# WANTED: backstrap recipes



## nwappleby (Feb 17, 2010)

going to fry some chicken fried steak style......what other ways are there...


Thanks


----------



## BadaBing (Apr 29, 2008)

Cut it up in nugget size pieces and also de-seed some jalapeños cut them up in fairly good size pieces, cut up some onion a little smaller then the size of the meat nuggets, place cut up jalapeños and onion against the meat and stick a tooth pick through to hold it all together then take a slice of bacon and stick the end of it on the tooth pick to hold it in place wrap the rest of the nugget and stick another tooth pick in the tail end of the bacon. Sprinkle with some Tony's and soak them in Italian dressing. Cook them over charcoal or gas until the bacon is done. They will disappear fast so set some aside for the cook.


----------



## G-O-T-B (Jan 15, 2010)

1. I cut mine about 2 inches thick wrap in bacon and cook it like filet mingon

2. also i take and roll it while i cut it to make it flat and use it to make fajitas


----------



## CoastalOutfitters (Aug 20, 2004)

________

List every food item, other than the meat itself, that the reply by BadaBing in the backstrap recipes thread adds to the nuggets.

• DATA SECTION:
________

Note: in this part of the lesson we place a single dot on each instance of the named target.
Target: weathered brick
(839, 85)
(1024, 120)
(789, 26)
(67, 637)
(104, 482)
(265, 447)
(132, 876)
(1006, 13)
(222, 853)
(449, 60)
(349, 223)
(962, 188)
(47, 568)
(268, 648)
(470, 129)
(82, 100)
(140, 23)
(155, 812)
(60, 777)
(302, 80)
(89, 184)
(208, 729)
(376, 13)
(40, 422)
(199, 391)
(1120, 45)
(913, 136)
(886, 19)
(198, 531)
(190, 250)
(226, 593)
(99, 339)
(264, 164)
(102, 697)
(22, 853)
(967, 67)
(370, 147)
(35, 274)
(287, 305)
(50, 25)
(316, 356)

________

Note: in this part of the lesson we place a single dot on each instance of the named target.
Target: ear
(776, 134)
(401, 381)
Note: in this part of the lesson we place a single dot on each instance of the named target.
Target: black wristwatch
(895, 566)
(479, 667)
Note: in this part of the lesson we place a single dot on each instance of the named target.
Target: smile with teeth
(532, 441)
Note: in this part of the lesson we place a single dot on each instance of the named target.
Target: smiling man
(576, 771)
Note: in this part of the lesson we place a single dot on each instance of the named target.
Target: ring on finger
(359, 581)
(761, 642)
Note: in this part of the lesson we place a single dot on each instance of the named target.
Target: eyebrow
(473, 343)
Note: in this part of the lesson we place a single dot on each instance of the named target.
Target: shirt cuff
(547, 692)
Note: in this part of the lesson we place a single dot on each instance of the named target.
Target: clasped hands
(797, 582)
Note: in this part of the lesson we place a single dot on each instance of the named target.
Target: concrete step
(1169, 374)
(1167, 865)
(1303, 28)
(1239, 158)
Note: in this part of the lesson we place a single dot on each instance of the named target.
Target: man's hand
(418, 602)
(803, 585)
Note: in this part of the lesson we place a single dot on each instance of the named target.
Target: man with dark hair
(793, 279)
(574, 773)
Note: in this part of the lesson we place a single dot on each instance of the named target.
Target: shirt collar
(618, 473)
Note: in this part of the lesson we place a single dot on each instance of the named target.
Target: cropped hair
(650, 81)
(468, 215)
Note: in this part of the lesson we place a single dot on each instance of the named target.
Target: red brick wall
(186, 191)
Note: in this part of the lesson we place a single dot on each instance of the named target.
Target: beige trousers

________

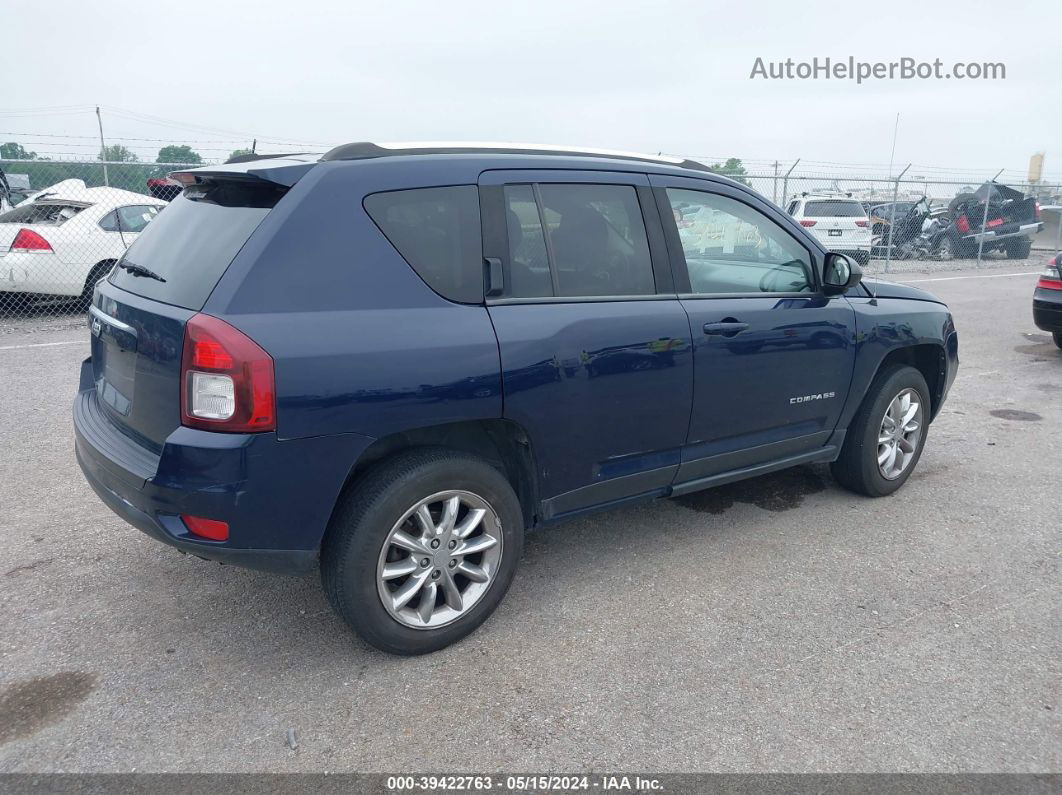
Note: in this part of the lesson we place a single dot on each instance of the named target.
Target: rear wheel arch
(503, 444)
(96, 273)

________

• ANSWER FOR THE TASK: jalapeños, onion, bacon, Tony's, Italian dressing